== What to produce ==
Present the data below as a numbered list, starting at its first line and stopping after the line that contains "[(99, 101)]". Leave out any blank lines.

== Available data ==
━━━━━━━━━━━━━━━━

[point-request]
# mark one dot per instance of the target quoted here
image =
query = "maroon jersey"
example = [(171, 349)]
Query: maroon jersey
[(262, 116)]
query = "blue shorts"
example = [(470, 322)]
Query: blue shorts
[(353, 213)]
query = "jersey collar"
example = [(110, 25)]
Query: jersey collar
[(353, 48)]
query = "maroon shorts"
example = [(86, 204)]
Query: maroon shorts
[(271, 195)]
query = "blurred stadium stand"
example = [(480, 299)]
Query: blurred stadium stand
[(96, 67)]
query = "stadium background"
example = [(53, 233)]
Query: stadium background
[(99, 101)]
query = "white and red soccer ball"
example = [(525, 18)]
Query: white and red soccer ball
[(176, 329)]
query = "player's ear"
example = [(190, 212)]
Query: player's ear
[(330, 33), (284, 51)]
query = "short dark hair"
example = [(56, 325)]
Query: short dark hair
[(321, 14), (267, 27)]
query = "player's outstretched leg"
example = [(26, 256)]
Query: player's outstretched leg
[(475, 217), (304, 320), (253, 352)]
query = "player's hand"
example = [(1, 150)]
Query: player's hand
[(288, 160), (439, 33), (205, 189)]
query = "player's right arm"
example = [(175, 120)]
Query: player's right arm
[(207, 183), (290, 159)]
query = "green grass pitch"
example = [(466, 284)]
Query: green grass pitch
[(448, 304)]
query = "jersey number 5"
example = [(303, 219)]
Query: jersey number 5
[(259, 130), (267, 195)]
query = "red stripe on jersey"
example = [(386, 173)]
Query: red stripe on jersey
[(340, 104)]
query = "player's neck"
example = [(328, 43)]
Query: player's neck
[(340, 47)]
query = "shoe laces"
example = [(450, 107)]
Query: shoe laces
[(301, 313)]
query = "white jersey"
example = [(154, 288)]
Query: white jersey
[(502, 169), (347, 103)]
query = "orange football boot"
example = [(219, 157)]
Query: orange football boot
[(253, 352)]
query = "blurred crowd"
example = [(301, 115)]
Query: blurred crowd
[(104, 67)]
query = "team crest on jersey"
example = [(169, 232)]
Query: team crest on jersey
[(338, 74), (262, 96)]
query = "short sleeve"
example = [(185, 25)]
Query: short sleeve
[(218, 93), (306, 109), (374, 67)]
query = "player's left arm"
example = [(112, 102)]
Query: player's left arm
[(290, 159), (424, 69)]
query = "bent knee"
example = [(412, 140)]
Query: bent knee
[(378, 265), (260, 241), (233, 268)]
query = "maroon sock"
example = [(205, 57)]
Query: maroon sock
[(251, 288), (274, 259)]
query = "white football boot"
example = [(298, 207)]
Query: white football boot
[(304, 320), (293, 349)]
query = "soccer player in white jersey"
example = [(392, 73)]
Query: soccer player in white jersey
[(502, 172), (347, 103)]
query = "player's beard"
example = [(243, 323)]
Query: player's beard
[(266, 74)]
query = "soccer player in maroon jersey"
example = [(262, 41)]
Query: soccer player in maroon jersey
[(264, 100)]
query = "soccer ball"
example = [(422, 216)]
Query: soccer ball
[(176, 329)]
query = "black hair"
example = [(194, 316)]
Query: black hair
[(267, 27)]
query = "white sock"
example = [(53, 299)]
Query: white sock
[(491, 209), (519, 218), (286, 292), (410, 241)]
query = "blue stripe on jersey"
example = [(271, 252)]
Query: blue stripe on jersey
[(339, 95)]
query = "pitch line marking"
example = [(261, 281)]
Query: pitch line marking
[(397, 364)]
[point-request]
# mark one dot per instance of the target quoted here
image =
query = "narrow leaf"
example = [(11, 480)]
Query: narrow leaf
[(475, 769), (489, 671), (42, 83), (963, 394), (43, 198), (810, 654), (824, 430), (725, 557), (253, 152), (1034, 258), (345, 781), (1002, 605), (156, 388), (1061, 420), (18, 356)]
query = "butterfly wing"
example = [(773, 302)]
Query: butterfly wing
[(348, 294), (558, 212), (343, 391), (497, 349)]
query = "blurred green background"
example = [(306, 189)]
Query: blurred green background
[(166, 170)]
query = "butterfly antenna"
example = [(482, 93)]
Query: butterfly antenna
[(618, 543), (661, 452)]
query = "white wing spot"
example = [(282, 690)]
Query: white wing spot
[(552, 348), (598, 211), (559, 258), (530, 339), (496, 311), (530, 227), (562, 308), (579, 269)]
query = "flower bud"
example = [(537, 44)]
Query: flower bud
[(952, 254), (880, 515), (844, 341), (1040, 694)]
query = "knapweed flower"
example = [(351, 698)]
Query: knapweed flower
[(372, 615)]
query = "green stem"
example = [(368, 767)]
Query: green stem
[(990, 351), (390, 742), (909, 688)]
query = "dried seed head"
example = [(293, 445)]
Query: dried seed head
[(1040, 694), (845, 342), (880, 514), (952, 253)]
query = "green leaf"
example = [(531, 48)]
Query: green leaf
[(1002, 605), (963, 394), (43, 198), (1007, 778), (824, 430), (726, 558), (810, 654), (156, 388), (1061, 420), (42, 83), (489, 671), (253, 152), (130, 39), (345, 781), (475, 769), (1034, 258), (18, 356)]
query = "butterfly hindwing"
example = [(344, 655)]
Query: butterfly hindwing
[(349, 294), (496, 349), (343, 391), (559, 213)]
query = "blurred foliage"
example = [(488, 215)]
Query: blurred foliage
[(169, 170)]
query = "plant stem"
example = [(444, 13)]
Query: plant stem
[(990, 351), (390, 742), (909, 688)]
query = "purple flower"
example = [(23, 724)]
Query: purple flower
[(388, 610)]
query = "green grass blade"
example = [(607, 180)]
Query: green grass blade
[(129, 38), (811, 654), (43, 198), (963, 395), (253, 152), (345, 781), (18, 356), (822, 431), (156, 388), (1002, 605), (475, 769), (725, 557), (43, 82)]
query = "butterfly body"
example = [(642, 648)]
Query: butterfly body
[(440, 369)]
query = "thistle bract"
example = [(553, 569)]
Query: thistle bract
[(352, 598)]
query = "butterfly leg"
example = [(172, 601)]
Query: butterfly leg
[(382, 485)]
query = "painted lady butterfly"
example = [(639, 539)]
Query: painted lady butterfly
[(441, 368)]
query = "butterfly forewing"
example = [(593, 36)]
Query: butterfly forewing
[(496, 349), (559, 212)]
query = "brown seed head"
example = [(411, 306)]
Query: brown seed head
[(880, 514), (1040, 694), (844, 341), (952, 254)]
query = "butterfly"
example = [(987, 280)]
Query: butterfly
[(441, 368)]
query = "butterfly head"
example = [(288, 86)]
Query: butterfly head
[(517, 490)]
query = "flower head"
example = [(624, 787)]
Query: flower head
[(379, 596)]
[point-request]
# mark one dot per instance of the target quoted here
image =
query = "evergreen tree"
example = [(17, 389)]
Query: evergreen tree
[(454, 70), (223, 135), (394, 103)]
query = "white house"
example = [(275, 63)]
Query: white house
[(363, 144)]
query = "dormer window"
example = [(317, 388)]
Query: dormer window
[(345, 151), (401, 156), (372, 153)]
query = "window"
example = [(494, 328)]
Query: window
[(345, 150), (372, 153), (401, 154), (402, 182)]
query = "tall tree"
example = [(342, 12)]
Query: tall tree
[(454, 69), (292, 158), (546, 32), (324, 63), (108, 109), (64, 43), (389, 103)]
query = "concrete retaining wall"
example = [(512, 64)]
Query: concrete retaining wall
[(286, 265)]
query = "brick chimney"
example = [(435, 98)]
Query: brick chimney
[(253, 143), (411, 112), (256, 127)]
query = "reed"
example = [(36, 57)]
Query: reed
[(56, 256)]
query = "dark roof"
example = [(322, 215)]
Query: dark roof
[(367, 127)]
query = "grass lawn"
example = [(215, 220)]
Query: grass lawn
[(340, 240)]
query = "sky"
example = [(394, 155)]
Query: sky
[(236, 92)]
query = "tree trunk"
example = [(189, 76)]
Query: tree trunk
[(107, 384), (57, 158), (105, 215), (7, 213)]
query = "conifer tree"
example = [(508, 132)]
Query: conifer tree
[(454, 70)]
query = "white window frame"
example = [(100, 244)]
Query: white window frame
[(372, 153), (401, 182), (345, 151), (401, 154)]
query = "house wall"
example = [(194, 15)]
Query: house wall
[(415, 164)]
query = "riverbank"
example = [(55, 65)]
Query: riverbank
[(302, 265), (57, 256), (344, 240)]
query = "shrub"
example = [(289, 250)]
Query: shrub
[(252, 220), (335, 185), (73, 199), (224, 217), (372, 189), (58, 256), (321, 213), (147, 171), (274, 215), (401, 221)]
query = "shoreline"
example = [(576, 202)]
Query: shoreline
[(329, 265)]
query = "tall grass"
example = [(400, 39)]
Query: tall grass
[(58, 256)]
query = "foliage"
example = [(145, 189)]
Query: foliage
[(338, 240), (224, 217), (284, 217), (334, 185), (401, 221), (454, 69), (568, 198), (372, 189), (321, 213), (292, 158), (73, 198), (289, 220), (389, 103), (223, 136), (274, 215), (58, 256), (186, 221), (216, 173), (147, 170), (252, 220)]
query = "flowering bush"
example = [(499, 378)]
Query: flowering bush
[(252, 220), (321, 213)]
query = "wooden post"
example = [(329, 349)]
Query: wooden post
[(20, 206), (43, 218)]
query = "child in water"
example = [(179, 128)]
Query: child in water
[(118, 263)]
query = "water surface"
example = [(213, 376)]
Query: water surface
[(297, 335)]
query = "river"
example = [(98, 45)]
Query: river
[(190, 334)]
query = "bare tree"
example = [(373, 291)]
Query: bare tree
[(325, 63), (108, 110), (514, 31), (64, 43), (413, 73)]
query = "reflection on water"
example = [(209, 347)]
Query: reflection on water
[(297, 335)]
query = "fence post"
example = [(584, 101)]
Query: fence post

━━━━━━━━━━━━━━━━

== Result of the task ==
1. [point-request]
2. # mark one dot per instance of the target quoted here
3. image =
4. query = "maroon jersey"
5. example = [(171, 349)]
6. Query: maroon jersey
7. [(262, 116)]
8. query = "blue shorts"
9. example = [(470, 322)]
10. Query: blue shorts
11. [(353, 213)]
12. query = "jersey collar"
13. example = [(110, 25)]
14. Query: jersey collar
15. [(353, 48)]
16. query = "maroon shorts"
17. example = [(86, 204)]
18. Query: maroon shorts
19. [(271, 195)]
20. query = "blurred stadium stand"
21. example = [(480, 299)]
22. Query: blurred stadium stand
23. [(96, 67)]
24. query = "stadium background"
25. example = [(53, 233)]
26. Query: stadium background
27. [(99, 101)]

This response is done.